____ 原文内容

反刍家畜胃肠道甲烷排放与减排策略

反刍家畜胃肠道甲烷排放是重要的温室气体排放源,减少反刍家畜胃肠道甲烷排放有助于缓解全球温室效应和提高家畜饲养效率。本论文从中国反刍家畜胃肠道甲烷排放现状、瘤胃甲烷生成机制、甲烷生成的日粮营养影响因子和甲烷减排策略与潜力4个方面系统综述反刍家畜胃肠道甲烷排放的研究进展。目前,中国反刍家畜甲烷总排放量超过10 Tg,占全球胃肠道甲烷排放的比例超过15%。反刍家畜胃肠道甲烷排放主要来自瘤胃和后肠道,其中瘤胃甲烷占胃肠道甲烷生成总量的80%以上。二氧化碳还原路径利用瘤胃内的氢和二氧化碳合成甲烷,是瘤胃内生成甲烷的主要路径。瘤胃内的氢还可被相关微生物利用,合成挥发性脂肪酸和微生物蛋白等代谢产物,进而被机体利用。减少反刍家畜胃肠道甲烷排放的关键在于促进瘤胃内氢的利用,以及阻断瘤胃内的氢被甲烷菌利用合成甲烷。甲烷减排的日粮营养调控策略包括优化日粮组成、改善饲料品质、提高瘤胃流通速率、添加氢池和甲烷抑制剂等。大多数营养调控策略的甲烷减排效果小于40%,最新研制的3-NOP抑制剂的甲烷减排效果最高可达80%。但是,一些减排策略的产业化应用还受添加剂残留、抗生素禁用、食品安全、产品价格和消费者喜好等因素影响。牧场管理和遗传选育也是降低甲烷排放量的重要手段,过去100年来已实现每千克标准乳的甲烷排放量减排效果为57%。未来反刍家畜胃肠道甲烷研究将主要集中在低排放品种的遗传选育、不同营养调控策略间的组合效果、甲烷减排的经济效益和可持续性、家畜生长性能与健康、食品安全、消费者喜好等方面。

________
____ 所给数据

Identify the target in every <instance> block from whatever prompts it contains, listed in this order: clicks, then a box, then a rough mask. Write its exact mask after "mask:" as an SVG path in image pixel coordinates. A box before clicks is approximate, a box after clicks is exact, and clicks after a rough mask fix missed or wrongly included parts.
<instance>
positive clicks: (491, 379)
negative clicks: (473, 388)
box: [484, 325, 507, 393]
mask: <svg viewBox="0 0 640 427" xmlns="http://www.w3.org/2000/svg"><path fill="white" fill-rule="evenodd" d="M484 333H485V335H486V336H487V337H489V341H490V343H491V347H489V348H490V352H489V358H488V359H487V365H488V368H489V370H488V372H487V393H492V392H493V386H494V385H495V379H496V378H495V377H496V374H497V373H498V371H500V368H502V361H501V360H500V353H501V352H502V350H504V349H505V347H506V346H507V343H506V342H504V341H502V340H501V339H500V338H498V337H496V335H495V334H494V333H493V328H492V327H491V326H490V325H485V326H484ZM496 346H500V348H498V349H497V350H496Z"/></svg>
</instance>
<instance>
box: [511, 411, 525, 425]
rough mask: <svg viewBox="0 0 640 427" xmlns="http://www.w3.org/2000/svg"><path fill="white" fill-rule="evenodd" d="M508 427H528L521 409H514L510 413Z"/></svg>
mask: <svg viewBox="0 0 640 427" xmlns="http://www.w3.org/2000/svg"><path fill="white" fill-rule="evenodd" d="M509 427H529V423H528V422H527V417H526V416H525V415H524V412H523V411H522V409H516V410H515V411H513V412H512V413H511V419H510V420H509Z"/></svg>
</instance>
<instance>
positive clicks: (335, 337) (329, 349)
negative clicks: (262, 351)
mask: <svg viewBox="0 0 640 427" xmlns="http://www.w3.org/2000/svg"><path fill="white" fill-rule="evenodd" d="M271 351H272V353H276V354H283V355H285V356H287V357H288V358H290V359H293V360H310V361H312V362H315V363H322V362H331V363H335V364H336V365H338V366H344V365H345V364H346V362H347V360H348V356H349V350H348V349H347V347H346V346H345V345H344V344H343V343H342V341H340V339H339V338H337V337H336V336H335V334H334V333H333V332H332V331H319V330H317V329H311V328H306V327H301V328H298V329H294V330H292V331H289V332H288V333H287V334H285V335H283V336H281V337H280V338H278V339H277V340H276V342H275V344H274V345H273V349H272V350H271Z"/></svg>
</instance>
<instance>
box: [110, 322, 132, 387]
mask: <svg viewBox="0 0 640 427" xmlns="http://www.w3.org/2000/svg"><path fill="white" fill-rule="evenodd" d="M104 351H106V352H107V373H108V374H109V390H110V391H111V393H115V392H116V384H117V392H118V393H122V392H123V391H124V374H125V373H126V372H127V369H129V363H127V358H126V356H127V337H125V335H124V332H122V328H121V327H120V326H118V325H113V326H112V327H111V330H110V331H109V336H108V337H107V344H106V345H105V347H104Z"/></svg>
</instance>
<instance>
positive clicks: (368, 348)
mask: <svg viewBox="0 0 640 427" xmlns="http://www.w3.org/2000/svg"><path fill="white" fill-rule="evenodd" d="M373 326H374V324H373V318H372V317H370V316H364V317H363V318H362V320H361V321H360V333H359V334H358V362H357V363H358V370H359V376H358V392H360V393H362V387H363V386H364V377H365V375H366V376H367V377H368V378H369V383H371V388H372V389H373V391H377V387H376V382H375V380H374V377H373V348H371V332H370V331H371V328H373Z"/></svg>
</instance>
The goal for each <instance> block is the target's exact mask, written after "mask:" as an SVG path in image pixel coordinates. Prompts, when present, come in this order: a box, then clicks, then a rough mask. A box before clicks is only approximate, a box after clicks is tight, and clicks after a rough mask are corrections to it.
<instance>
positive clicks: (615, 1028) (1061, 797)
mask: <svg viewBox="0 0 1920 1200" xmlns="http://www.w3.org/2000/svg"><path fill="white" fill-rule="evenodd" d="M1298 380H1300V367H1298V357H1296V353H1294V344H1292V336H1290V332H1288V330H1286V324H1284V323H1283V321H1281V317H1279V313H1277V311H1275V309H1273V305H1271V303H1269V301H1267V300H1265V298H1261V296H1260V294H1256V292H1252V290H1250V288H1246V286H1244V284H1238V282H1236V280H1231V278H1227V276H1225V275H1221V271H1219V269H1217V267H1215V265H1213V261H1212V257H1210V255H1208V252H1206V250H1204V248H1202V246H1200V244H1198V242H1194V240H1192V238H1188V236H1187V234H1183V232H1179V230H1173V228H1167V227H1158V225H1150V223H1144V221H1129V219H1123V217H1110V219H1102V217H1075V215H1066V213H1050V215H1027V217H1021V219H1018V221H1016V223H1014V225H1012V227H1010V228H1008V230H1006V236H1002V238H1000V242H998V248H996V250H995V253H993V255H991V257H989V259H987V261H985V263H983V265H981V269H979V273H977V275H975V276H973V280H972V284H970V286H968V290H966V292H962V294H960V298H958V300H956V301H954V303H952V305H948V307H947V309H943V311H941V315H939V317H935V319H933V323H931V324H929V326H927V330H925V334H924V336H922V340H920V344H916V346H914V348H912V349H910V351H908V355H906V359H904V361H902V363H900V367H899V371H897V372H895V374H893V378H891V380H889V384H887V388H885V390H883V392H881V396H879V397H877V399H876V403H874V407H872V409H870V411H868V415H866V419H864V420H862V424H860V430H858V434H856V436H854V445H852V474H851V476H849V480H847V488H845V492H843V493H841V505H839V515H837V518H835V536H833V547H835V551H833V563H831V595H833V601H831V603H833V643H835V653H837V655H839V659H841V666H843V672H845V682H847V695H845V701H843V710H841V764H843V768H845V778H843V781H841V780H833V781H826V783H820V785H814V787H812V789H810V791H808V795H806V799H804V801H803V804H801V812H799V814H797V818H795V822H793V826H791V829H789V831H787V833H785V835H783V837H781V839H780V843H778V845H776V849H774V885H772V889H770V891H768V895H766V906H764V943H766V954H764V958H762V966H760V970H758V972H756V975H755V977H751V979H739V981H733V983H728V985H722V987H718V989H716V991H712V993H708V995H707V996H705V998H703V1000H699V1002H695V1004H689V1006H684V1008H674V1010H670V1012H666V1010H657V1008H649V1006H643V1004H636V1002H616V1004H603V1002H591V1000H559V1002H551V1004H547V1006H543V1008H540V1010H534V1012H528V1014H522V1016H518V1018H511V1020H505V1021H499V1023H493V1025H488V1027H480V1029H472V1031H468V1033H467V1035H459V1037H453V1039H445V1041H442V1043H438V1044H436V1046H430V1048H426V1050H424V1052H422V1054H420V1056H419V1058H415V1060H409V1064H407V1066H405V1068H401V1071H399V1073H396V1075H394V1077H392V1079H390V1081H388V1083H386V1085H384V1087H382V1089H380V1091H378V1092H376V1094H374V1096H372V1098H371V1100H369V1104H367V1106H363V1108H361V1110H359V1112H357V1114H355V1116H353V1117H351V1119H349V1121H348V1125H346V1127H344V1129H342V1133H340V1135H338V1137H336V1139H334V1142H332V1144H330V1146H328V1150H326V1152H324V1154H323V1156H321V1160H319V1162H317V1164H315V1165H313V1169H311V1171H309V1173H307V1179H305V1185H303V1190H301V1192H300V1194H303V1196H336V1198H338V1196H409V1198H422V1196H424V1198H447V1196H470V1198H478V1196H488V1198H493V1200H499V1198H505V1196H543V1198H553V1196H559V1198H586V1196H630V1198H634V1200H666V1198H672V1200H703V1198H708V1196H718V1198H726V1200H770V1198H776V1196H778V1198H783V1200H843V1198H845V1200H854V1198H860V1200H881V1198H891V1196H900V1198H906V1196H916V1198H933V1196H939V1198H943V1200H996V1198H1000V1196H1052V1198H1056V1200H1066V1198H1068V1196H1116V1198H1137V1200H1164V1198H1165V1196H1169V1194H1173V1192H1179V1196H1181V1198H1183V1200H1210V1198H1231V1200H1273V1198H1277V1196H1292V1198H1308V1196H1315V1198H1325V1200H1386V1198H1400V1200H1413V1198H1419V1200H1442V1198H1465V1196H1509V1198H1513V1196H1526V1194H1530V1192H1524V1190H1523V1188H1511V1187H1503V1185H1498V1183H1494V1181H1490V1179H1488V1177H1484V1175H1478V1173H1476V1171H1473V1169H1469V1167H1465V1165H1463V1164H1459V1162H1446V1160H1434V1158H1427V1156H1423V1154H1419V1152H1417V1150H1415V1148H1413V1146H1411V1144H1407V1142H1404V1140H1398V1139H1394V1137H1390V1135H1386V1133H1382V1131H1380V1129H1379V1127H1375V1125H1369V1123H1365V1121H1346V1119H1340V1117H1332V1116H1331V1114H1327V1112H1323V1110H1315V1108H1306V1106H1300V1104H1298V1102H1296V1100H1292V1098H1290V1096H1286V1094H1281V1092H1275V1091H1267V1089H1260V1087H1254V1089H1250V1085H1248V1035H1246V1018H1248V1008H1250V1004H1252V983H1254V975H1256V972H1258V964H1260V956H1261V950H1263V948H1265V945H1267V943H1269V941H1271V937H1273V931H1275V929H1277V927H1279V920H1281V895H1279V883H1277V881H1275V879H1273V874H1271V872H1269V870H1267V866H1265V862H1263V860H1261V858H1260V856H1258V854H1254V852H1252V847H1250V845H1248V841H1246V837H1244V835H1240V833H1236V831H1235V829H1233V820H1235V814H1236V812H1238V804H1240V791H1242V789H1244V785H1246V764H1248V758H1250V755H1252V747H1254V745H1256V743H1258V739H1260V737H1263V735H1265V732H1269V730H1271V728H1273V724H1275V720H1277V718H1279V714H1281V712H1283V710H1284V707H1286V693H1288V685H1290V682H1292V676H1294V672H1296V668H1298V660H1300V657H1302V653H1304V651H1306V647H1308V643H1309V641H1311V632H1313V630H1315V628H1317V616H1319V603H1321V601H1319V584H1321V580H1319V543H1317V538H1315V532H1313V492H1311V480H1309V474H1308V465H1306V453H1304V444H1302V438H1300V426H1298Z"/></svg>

________

任务要求 ▸
把原文从“反刍家畜胃肠道甲烷排放与减排策略”到“食品安全、消费者喜好等方面。”的部分重新写出，并把其中的“反刍家畜”全部换成“反刍动物”。 这些记录与原文没有关系。

作答区 ▸
反刍动物胃肠道甲烷排放与减排策略

反刍动物胃肠道甲烷排放是重要的温室气体排放源,减少反刍动物胃肠道甲烷排放有助于缓解全球温室效应和提高家畜饲养效率。本论文从中国反刍动物胃肠道甲烷排放现状、瘤胃甲烷生成机制、甲烷生成的日粮营养影响因子和甲烷减排策略与潜力4个方面系统综述反刍动物胃肠道甲烷排放的研究进展。目前,中国反刍动物甲烷总排放量超过10 Tg,占全球胃肠道甲烷排放的比例超过15%。反刍动物胃肠道甲烷排放主要来自瘤胃和后肠道,其中瘤胃甲烷占胃肠道甲烷生成总量的80%以上。二氧化碳还原路径利用瘤胃内的氢和二氧化碳合成甲烷,是瘤胃内生成甲烷的主要路径。瘤胃内的氢还可被相关微生物利用,合成挥发性脂肪酸和微生物蛋白等代谢产物,进而被机体利用。减少反刍动物胃肠道甲烷排放的关键在于促进瘤胃内氢的利用,以及阻断瘤胃内的氢被甲烷菌利用合成甲烷。甲烷减排的日粮营养调控策略包括优化日粮组成、改善饲料品质、提高瘤胃流通速率、添加氢池和甲烷抑制剂等。大多数营养调控策略的甲烷减排效果小于40%,最新研制的3-NOP抑制剂的甲烷减排效果最高可达80%。但是,一些减排策略的产业化应用还受添加剂残留、抗生素禁用、食品安全、产品价格和消费者喜好等因素影响。牧场管理和遗传选育也是降低甲烷排放量的重要手段,过去100年来已实现每千克标准乳的甲烷排放量减排效果为57%。未来反刍动物胃肠道甲烷研究将主要集中在低排放品种的遗传选育、不同营养调控策略间的组合效果、甲烷减排的经济效益和可持续性、家畜生长性能与健康、食品安全、消费者喜好等方面。